I think about moving myself there from time to time, but I can't help but think of Michigan as a cultural wasteland, despite their desire to draw a crowd I identify with and whose goals I would like to further.
posted by Jeffy at 8:44 AM on September 24, 2002

I a Michigan native would often ponder...

"An Alternative Power Source or the Lions winning the Super Bowl. Which would come first?"

guess i got my answer?

jeffy your just mad cause we got the murder capital...
and the stanley cup...

death & hockey, the two constant things in life.
posted by Dreamghost at 9:00 AM on September 24, 2002

I have said that Michigan will (help) solve this energy problem. We have the Mandate. We have the resources, we have the machines.
(insert oscar goldman joke here)
jeffy, don't move here, stay in Chicago (which i adore) Have you been to Ann Arbor?...bah. Yes, we are not as culturally refined as New York or Boston or Philly or Chicago. But we have heart, spirit, and industrial might. (insert SUV and Madonna jokes here)

(clav irony for the day)
-the discovery of oil in southern Persia- 1908
-the formation of general Motors-1908
posted by clavdivs at 9:15 AM on September 24, 2002

My town (New York) decided to stop recycling glass and plastic.
posted by panopticon at 9:43 AM on September 24, 2002

Michigan as a cultural wasteland
i resemble that remark. my hometown, comstock park, formed a downtown development authority to capture property taxes in the district, thus enabling the installation of some real nice fake gaslights along the sidewalk. cultural wasteland? our fake gaslit sidewalks will rival any fake gaslit sidewalks in the nation!
posted by quonsar at 10:13 AM on September 24, 2002

As a resident of Ann Arbor and a student in Detroit, I must say that Michigan is not a cultural wasteland. A lot of good things happen here; cpop has continuously improved over the last few years, UofM is a good school and home to many annoying students, the DEMF was once a great thing, and some people make instruments out of pinecones.

(Region segmentation data)

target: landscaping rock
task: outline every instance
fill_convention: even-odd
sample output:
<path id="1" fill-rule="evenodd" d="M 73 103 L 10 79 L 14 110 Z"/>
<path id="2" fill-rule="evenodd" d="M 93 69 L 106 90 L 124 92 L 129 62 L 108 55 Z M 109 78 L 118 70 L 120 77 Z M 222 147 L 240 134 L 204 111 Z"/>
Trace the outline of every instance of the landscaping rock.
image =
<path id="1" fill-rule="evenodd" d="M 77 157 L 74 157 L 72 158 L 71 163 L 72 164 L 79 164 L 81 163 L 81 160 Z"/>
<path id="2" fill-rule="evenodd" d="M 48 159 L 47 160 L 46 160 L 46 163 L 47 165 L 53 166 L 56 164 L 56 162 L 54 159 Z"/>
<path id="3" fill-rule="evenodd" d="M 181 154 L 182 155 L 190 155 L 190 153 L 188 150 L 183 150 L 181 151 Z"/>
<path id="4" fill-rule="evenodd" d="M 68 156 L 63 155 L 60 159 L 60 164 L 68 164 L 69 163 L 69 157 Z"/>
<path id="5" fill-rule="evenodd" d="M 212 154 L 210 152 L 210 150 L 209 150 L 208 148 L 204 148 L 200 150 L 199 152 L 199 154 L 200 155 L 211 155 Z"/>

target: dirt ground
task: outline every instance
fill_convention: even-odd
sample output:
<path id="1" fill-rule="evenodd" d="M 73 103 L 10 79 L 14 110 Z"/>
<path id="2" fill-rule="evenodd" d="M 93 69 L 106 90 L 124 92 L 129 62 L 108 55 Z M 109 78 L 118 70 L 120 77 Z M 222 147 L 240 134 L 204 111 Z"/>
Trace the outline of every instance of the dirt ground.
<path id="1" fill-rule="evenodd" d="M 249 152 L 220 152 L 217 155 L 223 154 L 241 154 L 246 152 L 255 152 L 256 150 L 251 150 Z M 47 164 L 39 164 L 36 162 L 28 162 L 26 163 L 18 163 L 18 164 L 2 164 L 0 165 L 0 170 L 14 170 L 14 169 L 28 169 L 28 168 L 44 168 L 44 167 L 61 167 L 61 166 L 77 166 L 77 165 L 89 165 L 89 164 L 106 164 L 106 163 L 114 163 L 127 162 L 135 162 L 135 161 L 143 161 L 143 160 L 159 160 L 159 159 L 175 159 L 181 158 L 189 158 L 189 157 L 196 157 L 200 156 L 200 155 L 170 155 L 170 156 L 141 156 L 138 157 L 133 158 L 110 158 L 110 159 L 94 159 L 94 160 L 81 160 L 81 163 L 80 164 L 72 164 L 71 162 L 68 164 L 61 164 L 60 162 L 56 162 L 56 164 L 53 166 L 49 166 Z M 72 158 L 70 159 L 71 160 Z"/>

(The task)
Continue the forum thread about Michigan from the point where it stops. The records play no part here.

(Output below)
Don't let Kid Rock mislead you.

And yay for my school.
posted by christiaan at 10:18 AM on September 24, 2002

Detroit: Arsenal of Democracy

We may not have culture, but we can run you over with a tank.
posted by BinGregory at 10:26 AM on September 24, 2002

Michigan: Not a cultural wasteland, but can't really be compared to Chicago.

It should be noted that GM also is very prominent in developing fuel-cell technology. See, then they would control both the vehicles and the fuel supply. And, of course, clean fuels certainly stand a better chance if the Big Three expect to be one the ones who profit. Sad, but true. (Then again, GM once had a subsidiary that existed solely to buy trolley-car lines and put them out of business.)
posted by oddovid at 10:32 AM on September 24, 2002

Born, raised and schooled in Michigan (26 years).

Currently living in Chicago (6 years).

I love my home state, but it IS boring.

I wish the program great success. It does make some sense, however, that Wayne State would land the project given the city's ownership by the automobile industry. And it would be nice to see this burgeoning industry ultimately act as another step toward getting Detroit back on it's feet.

In an answer to the the original question, Chicago recently announced that, within 5 years, the city will purchase 20% of it's energy from renewable resources.
posted by mathis23 at 11:06 AM on September 24, 2002

Detroit's not a bad place to live, as long as you don't actually live in Detroit -- few of us who live here do, and even fewer do so by choice. We "Detroiters" call ourselves that because it's nice to have a "big city identity", but we all live in the suburbs, and the further away those suburbs are from Detroit proper the better (like, say, Ann Arbor). We might go down to Detroit to gamble, watch sports, or visit a museum once or twice a year, but otherwise we tend to ignore the place as much as possible.
posted by frallyth at 11:06 AM on September 24, 2002

PGE in Oregon now offers it's customers the choice of going completely green, either with wind power or a mix of wind and geothermal. Our state capitol is the first to be powered by solar.

Da rest uh yous guys is wimps.
posted by frykitty at 12:36 PM on September 24, 2002


34% Coal? I take it back.
posted by frykitty at 12:39 PM on September 24, 2002

(smashes slant-six in shame)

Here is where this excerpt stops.